▶ [Aim of the task]
Arrange every line of the material below as a numbered list, skipping blank lines and leaving the pictures out.

▶ [Stored records]
○ ○ ○ ○ ○

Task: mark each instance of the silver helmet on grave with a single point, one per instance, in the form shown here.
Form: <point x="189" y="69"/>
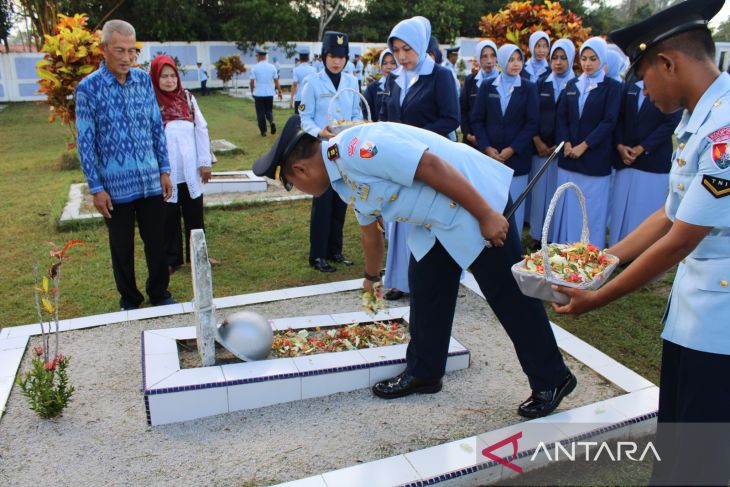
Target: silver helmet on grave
<point x="246" y="335"/>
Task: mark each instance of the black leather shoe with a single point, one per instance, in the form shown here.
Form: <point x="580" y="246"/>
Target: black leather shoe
<point x="340" y="259"/>
<point x="405" y="385"/>
<point x="394" y="294"/>
<point x="321" y="265"/>
<point x="542" y="403"/>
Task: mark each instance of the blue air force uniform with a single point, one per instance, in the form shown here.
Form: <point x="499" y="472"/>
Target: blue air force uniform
<point x="328" y="212"/>
<point x="694" y="396"/>
<point x="372" y="167"/>
<point x="640" y="189"/>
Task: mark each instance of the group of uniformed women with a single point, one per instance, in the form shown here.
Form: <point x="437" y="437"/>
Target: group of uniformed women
<point x="516" y="110"/>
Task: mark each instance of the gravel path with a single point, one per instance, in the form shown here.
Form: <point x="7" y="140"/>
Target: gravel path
<point x="103" y="437"/>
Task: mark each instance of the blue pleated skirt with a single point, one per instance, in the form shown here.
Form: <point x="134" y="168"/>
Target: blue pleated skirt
<point x="636" y="195"/>
<point x="396" y="263"/>
<point x="541" y="195"/>
<point x="568" y="218"/>
<point x="519" y="183"/>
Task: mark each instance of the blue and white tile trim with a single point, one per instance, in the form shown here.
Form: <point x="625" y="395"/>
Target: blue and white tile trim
<point x="456" y="463"/>
<point x="188" y="392"/>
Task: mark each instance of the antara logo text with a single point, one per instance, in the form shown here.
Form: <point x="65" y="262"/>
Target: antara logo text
<point x="590" y="451"/>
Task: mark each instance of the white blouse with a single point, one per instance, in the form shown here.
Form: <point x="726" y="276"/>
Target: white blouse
<point x="188" y="147"/>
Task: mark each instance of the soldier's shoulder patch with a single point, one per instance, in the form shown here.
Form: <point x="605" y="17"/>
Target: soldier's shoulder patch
<point x="720" y="135"/>
<point x="717" y="187"/>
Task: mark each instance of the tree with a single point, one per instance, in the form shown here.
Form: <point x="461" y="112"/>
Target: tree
<point x="6" y="21"/>
<point x="253" y="22"/>
<point x="518" y="20"/>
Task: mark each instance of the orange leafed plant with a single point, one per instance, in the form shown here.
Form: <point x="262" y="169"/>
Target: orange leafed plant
<point x="516" y="21"/>
<point x="72" y="53"/>
<point x="228" y="67"/>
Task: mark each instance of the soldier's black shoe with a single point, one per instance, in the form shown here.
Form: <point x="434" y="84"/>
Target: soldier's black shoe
<point x="404" y="385"/>
<point x="340" y="259"/>
<point x="542" y="403"/>
<point x="321" y="265"/>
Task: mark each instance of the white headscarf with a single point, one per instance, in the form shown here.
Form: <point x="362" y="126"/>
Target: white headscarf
<point x="416" y="32"/>
<point x="481" y="74"/>
<point x="533" y="66"/>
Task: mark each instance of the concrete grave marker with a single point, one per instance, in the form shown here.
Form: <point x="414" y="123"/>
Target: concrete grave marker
<point x="203" y="297"/>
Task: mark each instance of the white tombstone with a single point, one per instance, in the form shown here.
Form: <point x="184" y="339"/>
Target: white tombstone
<point x="203" y="297"/>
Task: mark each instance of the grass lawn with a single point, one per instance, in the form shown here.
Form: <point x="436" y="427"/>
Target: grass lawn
<point x="260" y="247"/>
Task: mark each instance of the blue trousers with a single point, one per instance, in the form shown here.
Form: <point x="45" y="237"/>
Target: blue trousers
<point x="434" y="282"/>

○ ○ ○ ○ ○

▶ [Full output]
1. Task: mark each instance of the silver helmet on grave with a single point, one per instance, in the form shown here.
2. Form: <point x="189" y="69"/>
3. Target: silver helmet on grave
4. <point x="246" y="335"/>
5. Task: mark each instance of the black leather shoe with a single point, one per instance, in the form shown here.
6. Form: <point x="580" y="246"/>
7. Target: black leather shoe
8. <point x="340" y="259"/>
9. <point x="405" y="385"/>
10. <point x="394" y="294"/>
11. <point x="321" y="265"/>
12. <point x="542" y="403"/>
13. Task: mark each instance of the blue air force uniform with a single point, one per instance, in the form shown here.
14. Form: <point x="499" y="472"/>
15. Target: blue air force uniform
16. <point x="328" y="212"/>
17. <point x="694" y="396"/>
18. <point x="372" y="167"/>
19. <point x="640" y="189"/>
20. Task: mark each instance of the group of uniformed women with a single point, one per instance, in the form shown here.
21. Form: <point x="437" y="437"/>
22. Target: group of uniformed women
23. <point x="516" y="110"/>
24. Task: mark each instance of the gravel path with a single point, one per instance, in the form shown here.
25. Form: <point x="7" y="140"/>
26. Target: gravel path
27. <point x="103" y="437"/>
28. Task: mark each instance of the blue pleated skirt with a single point, one per instance, in the form shown here.
29. Form: <point x="134" y="168"/>
30. Target: blue pleated skirt
31. <point x="636" y="195"/>
32. <point x="396" y="263"/>
33. <point x="541" y="195"/>
34. <point x="568" y="218"/>
35. <point x="519" y="183"/>
36. Task: mark each instance of the blue and white tile trim with a single point, one per instance, in the form shown here.
37. Form: <point x="625" y="395"/>
38. Target: blue and white tile trim
39. <point x="456" y="463"/>
40. <point x="188" y="392"/>
41. Task: mark each instance of the antara logo text with a single point, one per instance, in the form shown here.
42. Form: <point x="65" y="262"/>
43. Target: antara logo text
44. <point x="590" y="451"/>
45. Task: mark each instance of the white blouse with a single point, one per instance, in the form shown here.
46. Form: <point x="726" y="276"/>
47. Target: white blouse
48. <point x="188" y="147"/>
49. Task: mark each instance of the soldier's shoulder patch with a single point, one per instance, in the form shown here.
50. Form: <point x="605" y="17"/>
51. Target: soldier's shoulder patch
52. <point x="720" y="135"/>
53. <point x="717" y="187"/>
54. Task: mark each instance of the tree with a single point, one per instance, in the form shown here.
55. Form: <point x="461" y="112"/>
56. Target: tree
57. <point x="6" y="21"/>
58. <point x="253" y="22"/>
59. <point x="518" y="20"/>
60. Task: mark each instance of the orange leafed plant with a single point, one per instance, in the form shown here.
61. Form: <point x="262" y="169"/>
62. Target: orange leafed plant
63. <point x="516" y="21"/>
64. <point x="72" y="53"/>
65. <point x="228" y="67"/>
66. Task: mark each instance of the soldier's black shoe with a single point, one per instance, in the form shown here.
67. Form: <point x="434" y="84"/>
68. Target: soldier's black shoe
69. <point x="404" y="385"/>
70. <point x="340" y="259"/>
71. <point x="542" y="403"/>
72. <point x="321" y="265"/>
73. Task: mark each instance of the white headscarf with a single point, one per instance, in the form shown here.
74. Form: <point x="362" y="126"/>
75. Target: white headscarf
76. <point x="416" y="32"/>
77. <point x="481" y="74"/>
78. <point x="533" y="66"/>
79. Task: mark each instance of the concrete grave marker with a single point, one per instance, in the form shown here.
80. Form: <point x="414" y="123"/>
81. Target: concrete grave marker
82. <point x="203" y="297"/>
83. Task: mark each instance of the white tombstone with a single point, one per instance, in the form shown here.
84. Form: <point x="184" y="339"/>
85. Target: white tombstone
86. <point x="203" y="297"/>
87. Task: mark each instance of the grass lawn with a single point, one per instance, in the form shown here.
88. Form: <point x="436" y="427"/>
89. Target: grass lawn
90. <point x="260" y="247"/>
91. Task: mark each instance of the blue trousers with a single point, one per instance, in the form shown here.
92. Form: <point x="45" y="237"/>
93. Target: blue trousers
94. <point x="434" y="282"/>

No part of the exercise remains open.